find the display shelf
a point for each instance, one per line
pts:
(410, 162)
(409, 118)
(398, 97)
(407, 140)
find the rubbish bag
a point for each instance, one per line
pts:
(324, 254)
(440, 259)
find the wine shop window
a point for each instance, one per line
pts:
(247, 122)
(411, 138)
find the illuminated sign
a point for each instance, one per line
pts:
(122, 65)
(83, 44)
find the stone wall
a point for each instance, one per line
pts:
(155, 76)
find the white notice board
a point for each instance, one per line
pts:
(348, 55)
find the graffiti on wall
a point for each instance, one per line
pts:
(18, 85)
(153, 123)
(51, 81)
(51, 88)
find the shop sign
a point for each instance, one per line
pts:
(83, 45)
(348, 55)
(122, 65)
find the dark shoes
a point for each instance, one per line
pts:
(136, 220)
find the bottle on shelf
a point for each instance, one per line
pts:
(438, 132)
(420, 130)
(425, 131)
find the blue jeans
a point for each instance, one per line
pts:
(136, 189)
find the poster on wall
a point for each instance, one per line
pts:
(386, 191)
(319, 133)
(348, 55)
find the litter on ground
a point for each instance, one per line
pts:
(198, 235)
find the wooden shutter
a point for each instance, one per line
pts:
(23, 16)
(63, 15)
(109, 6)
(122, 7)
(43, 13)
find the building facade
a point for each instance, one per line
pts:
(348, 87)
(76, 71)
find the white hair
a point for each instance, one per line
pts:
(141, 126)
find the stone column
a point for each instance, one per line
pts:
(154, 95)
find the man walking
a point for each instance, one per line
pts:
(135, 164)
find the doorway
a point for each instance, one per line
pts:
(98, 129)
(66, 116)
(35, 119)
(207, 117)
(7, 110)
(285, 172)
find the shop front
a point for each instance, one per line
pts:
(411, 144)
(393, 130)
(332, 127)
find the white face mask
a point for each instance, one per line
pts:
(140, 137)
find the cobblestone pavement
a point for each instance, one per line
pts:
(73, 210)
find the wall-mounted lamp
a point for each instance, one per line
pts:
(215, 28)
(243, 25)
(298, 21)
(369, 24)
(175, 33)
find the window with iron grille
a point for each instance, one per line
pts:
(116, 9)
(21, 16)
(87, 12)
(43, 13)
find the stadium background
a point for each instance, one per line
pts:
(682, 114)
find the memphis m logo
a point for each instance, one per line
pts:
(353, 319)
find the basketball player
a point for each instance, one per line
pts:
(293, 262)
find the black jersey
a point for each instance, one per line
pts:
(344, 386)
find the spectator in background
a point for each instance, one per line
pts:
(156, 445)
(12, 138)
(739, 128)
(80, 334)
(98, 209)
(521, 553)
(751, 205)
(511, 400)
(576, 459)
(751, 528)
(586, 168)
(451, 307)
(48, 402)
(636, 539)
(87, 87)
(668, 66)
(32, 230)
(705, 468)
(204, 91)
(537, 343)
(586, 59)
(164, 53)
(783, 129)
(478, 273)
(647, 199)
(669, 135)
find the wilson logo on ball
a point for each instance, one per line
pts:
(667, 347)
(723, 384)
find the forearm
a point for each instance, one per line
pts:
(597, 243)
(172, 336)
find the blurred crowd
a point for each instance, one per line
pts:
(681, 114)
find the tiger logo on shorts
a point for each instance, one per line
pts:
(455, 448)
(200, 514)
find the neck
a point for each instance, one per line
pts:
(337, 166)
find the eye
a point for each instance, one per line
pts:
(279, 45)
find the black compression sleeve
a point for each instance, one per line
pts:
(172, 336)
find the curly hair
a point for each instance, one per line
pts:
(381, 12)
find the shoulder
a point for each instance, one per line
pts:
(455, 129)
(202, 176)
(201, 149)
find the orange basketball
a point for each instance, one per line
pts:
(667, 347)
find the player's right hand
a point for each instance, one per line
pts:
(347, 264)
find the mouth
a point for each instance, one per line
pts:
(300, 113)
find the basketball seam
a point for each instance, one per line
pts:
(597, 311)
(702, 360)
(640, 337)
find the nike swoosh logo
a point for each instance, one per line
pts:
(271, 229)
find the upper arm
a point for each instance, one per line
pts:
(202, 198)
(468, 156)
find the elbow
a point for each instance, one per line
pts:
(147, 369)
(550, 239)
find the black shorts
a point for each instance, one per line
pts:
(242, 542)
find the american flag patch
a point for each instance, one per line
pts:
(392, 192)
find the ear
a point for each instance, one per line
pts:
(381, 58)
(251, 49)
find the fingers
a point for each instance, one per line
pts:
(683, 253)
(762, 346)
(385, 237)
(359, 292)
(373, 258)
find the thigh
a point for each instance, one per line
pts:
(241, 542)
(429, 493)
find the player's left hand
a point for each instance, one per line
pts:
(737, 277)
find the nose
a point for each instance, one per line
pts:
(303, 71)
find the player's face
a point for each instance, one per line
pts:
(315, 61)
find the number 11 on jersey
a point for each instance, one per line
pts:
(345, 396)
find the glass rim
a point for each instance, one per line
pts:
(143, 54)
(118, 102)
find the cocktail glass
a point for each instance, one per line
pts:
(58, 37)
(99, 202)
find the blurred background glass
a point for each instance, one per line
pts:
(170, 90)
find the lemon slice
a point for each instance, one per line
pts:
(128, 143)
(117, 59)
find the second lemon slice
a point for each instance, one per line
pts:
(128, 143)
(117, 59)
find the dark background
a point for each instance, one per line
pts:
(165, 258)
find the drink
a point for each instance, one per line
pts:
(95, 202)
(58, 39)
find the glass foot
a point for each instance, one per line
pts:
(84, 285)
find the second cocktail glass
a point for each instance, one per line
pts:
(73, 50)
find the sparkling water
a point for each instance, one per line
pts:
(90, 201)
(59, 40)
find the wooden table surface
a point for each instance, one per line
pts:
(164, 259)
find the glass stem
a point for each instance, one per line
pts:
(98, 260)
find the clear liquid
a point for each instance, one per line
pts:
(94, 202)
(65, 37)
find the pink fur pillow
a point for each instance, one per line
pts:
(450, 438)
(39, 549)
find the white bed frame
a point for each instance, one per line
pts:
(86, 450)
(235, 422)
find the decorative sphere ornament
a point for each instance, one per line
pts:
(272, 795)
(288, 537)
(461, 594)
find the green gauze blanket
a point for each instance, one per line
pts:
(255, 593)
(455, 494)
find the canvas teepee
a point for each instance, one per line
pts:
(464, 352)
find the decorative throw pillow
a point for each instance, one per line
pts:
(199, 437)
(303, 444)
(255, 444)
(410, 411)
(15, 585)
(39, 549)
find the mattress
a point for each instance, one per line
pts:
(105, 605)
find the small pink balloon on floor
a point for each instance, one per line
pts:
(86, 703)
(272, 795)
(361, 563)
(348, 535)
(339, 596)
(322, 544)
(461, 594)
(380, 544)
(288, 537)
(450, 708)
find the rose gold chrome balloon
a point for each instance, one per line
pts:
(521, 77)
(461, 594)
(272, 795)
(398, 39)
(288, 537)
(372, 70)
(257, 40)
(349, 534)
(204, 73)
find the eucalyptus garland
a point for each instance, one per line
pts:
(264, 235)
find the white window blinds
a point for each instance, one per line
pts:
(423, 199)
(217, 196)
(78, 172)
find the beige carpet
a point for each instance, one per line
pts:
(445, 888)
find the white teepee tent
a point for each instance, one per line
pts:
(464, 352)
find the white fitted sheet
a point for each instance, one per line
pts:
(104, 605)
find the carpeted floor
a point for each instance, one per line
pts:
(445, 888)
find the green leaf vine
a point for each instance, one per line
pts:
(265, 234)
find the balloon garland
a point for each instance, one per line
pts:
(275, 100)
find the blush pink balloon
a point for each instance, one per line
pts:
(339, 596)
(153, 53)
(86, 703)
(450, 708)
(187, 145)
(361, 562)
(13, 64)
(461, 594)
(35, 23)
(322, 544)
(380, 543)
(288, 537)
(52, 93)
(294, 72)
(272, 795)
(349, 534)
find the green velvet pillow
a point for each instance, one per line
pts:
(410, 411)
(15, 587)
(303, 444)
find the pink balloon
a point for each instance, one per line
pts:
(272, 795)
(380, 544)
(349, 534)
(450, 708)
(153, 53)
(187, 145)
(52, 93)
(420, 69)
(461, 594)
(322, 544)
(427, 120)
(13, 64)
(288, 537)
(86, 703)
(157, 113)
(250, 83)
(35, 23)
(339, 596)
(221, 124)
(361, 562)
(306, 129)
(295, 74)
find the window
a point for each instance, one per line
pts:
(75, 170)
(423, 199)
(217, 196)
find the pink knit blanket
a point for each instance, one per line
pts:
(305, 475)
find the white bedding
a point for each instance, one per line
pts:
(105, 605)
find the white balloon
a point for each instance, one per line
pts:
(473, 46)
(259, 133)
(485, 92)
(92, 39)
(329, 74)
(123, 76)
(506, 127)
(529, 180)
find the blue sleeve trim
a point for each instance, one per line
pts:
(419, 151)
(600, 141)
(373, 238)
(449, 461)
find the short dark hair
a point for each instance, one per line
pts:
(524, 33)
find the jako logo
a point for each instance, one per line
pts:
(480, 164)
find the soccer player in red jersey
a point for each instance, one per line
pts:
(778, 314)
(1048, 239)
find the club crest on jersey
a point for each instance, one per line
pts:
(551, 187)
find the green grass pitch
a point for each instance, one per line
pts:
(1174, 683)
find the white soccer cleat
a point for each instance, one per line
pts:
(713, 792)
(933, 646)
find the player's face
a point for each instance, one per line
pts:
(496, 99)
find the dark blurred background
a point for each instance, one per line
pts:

What the exercise asks — Only the lines from the one containing "find the white balloon" through the end of the material should be reproduced, exactly, with both ends included.

Result of the exercise —
find the white balloon
a point for each instance, one per line
pts:
(473, 46)
(259, 133)
(485, 92)
(92, 39)
(329, 74)
(123, 76)
(506, 127)
(529, 180)
find the blue sleeve trim
a point for each instance, one per line
pts:
(419, 151)
(600, 141)
(373, 238)
(449, 461)
find the short dark hair
a point for each instance, one per line
pts:
(524, 33)
find the jako logo
a point for each instance, one per line
pts:
(480, 164)
find the soccer player in red jersey
a point for each instance, one per line
pts:
(778, 314)
(1048, 239)
find the club crest on jersey
a point for each instance, one per line
pts:
(551, 187)
find the green grass pitch
a point for each instance, one per line
pts:
(1174, 683)
find the white soccer cleat
a point for each instance, one per line
pts:
(713, 792)
(933, 646)
find the player's face
a point for each instance, one per line
pts:
(496, 99)
find the dark blurred background
a point for each instance, one per line
pts:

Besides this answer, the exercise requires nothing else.